• TASK DETAILS:
Give the number of lines below that contain the word "pumpkin", and nothing else.

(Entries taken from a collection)
====================
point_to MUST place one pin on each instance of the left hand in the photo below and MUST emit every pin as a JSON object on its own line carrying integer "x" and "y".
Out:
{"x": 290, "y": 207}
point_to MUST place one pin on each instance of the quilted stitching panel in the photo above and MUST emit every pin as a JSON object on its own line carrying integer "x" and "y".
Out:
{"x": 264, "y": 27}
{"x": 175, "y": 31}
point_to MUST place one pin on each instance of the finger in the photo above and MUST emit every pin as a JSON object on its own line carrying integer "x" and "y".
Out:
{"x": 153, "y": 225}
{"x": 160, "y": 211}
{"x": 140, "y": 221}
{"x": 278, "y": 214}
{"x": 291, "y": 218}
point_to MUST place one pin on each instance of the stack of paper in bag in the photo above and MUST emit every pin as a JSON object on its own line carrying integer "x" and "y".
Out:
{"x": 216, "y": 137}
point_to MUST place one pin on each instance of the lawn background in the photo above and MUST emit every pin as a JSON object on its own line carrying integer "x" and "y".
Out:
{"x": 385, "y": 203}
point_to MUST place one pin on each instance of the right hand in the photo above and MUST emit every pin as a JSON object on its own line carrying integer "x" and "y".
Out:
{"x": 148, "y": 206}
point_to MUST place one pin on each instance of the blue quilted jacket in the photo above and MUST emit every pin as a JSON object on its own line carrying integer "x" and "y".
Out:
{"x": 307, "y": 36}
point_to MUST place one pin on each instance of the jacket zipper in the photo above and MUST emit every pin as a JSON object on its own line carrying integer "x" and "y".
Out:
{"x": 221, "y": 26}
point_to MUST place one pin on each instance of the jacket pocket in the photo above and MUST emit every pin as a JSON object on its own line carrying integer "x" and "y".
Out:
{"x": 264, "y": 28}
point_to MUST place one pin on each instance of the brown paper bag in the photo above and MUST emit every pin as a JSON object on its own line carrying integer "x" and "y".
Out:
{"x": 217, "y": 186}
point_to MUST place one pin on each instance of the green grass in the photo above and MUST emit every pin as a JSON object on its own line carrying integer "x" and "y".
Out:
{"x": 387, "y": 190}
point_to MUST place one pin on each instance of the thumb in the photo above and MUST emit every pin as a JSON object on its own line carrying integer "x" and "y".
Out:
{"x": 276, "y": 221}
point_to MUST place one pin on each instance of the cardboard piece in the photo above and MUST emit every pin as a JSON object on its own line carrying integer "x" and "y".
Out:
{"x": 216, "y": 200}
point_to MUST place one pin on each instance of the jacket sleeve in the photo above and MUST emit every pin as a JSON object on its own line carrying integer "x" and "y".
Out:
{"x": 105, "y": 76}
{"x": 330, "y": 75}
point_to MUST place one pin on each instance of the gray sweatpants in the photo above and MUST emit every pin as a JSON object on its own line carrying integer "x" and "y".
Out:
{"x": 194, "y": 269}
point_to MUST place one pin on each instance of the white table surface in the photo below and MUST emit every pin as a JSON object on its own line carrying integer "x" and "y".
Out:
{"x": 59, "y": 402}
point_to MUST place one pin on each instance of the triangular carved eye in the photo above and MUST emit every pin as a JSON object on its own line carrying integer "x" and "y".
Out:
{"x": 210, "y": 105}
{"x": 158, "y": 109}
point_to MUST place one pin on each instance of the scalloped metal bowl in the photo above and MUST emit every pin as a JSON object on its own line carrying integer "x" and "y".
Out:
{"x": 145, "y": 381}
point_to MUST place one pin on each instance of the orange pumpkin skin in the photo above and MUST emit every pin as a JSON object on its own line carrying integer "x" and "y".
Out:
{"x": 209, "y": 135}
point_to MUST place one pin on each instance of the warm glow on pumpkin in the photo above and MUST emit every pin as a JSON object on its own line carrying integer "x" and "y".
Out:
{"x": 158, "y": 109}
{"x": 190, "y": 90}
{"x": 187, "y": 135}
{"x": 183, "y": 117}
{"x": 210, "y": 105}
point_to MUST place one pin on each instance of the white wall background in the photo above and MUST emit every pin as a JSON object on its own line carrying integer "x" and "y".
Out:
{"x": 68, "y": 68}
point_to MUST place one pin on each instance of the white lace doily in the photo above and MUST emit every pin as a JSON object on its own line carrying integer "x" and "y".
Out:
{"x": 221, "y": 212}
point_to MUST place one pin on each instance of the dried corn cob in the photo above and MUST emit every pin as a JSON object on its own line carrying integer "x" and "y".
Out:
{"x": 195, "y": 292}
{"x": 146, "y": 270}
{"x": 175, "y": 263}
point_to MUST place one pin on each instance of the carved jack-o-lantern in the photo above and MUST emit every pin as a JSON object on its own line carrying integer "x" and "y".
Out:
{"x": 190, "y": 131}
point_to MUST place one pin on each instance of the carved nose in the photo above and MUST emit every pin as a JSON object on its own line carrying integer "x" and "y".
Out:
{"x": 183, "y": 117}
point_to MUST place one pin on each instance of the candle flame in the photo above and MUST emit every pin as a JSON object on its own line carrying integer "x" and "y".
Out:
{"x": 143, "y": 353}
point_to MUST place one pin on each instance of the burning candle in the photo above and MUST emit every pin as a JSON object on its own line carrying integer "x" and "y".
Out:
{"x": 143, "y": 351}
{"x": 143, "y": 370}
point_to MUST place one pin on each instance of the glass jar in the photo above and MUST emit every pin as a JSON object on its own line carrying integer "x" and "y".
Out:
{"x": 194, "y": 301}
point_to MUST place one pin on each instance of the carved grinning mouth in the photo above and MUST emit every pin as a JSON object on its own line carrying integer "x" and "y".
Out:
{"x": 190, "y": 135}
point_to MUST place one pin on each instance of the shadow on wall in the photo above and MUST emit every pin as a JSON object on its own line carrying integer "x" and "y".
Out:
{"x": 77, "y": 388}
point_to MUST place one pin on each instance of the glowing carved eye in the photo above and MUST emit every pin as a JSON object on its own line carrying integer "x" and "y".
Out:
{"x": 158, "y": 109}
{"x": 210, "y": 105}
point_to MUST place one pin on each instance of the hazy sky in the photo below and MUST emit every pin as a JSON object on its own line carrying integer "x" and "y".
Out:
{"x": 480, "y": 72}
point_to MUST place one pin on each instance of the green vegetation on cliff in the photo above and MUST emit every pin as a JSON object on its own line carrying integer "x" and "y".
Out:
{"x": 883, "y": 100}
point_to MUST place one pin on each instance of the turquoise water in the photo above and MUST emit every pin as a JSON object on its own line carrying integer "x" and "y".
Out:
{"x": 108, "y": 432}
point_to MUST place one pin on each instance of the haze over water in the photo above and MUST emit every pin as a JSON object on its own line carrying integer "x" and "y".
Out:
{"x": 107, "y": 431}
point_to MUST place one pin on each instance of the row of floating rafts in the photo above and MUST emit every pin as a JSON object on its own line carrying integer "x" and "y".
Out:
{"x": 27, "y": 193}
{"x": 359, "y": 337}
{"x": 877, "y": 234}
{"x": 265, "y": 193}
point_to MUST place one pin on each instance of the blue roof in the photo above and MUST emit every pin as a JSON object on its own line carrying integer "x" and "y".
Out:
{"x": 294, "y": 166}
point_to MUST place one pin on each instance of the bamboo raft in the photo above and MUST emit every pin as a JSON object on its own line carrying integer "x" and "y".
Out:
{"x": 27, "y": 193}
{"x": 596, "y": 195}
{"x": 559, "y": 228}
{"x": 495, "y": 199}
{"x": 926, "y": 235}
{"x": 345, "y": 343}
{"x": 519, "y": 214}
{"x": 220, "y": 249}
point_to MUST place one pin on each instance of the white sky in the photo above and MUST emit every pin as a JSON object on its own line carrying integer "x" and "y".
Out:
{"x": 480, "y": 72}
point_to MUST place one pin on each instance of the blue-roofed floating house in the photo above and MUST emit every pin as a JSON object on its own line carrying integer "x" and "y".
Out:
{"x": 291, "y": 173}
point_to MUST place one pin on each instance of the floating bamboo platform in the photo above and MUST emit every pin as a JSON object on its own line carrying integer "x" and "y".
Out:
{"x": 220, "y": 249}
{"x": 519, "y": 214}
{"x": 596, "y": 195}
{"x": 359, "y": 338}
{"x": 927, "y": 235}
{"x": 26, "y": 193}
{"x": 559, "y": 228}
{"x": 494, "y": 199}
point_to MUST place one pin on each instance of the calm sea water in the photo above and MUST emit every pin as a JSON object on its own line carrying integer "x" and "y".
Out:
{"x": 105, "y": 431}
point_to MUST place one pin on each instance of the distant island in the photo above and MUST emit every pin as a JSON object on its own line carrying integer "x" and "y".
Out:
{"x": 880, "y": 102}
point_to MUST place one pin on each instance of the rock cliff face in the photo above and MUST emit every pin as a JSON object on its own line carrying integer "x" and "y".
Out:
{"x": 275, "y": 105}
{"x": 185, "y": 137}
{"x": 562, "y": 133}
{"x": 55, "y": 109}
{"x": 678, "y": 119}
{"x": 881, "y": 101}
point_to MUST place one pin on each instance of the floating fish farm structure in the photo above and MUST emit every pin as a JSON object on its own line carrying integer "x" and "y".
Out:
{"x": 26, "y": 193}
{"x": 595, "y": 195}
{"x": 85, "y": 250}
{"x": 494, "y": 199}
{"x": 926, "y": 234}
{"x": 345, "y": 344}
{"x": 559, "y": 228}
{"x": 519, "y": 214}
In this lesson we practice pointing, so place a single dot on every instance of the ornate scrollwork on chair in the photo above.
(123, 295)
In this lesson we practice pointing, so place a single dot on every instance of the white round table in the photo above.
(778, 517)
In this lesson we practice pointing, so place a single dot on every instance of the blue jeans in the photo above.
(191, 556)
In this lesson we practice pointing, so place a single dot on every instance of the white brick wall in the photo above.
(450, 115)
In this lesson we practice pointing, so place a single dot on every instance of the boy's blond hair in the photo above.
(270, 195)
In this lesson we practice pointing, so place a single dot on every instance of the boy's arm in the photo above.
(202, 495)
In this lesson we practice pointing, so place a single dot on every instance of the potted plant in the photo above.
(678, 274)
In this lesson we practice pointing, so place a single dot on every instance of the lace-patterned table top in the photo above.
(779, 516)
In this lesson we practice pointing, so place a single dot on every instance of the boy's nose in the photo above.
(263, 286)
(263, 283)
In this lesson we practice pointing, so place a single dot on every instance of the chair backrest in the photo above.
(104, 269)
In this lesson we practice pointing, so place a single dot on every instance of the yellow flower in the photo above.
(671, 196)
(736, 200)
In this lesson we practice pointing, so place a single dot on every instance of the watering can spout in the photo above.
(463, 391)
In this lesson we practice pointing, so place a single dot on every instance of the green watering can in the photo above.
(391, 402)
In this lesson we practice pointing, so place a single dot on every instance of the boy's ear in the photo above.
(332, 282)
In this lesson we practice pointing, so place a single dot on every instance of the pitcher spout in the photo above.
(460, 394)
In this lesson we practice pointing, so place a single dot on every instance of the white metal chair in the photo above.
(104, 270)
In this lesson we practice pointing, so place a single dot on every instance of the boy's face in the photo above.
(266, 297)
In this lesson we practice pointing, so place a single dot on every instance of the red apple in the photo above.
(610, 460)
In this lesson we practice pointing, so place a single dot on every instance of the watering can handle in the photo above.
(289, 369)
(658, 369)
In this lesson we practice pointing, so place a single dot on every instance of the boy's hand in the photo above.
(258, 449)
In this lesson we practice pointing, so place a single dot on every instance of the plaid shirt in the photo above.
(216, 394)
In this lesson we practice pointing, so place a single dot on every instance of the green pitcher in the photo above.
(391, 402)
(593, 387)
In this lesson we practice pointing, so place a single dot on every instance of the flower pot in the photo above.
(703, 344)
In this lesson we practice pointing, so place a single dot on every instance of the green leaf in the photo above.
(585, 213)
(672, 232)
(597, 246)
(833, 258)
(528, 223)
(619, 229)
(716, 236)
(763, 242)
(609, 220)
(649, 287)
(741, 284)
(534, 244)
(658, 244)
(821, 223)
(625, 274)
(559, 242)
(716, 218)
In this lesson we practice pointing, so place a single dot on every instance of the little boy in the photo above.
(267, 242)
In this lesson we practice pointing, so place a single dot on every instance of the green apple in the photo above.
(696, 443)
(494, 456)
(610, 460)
====================
• EXERCISE RESULT:
2